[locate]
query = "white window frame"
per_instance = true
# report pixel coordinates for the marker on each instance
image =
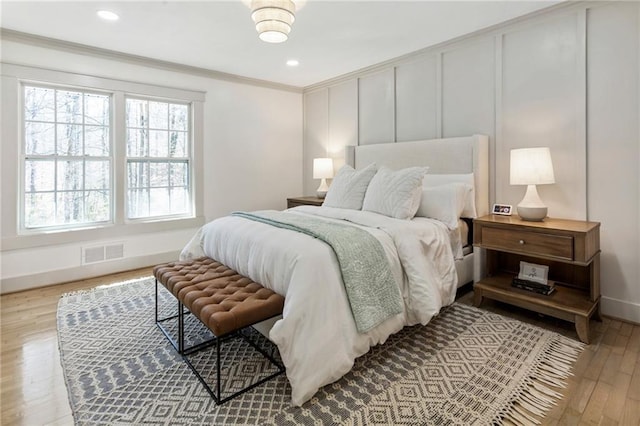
(14, 235)
(24, 157)
(188, 158)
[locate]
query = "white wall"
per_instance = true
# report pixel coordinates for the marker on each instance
(252, 158)
(567, 79)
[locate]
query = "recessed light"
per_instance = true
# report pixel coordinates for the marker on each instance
(107, 15)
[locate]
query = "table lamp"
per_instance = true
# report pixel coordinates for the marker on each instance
(531, 167)
(322, 169)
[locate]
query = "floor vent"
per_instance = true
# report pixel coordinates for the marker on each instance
(95, 254)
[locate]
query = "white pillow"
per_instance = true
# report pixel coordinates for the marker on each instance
(395, 194)
(444, 203)
(349, 187)
(470, 202)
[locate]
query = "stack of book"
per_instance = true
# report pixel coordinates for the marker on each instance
(534, 286)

=-=-=-=-=

PROBLEM DESCRIPTION =
Reproduce all of the lines above verbatim, omitting the image.

THE OUTPUT =
[locate]
query = "white window frame"
per_instance = true
# report pixel coordinates for the marker on each instance
image =
(14, 235)
(24, 157)
(188, 158)
[locate]
query = "white wall"
per_instance = true
# report pixel coordinates for the marker on each instance
(252, 158)
(567, 79)
[locate]
query = "recessed light"
per_instance = true
# report pixel coordinates for the marker on each instance
(107, 15)
[locate]
query = "table lamp"
per_instance = true
# report pixel coordinates for the marker on each instance
(531, 167)
(322, 169)
[locate]
query = "floor vent"
per_instance = true
# report pixel coordinates for the marker on each instance
(95, 254)
[locate]
query = "white pillow"
per_instance = true
# report pixel coordinates for the marker on each instance
(395, 194)
(444, 203)
(349, 187)
(470, 202)
[locate]
query = "stack of book"
per_instance = true
# report pixel coordinates for the marker on each instance
(534, 286)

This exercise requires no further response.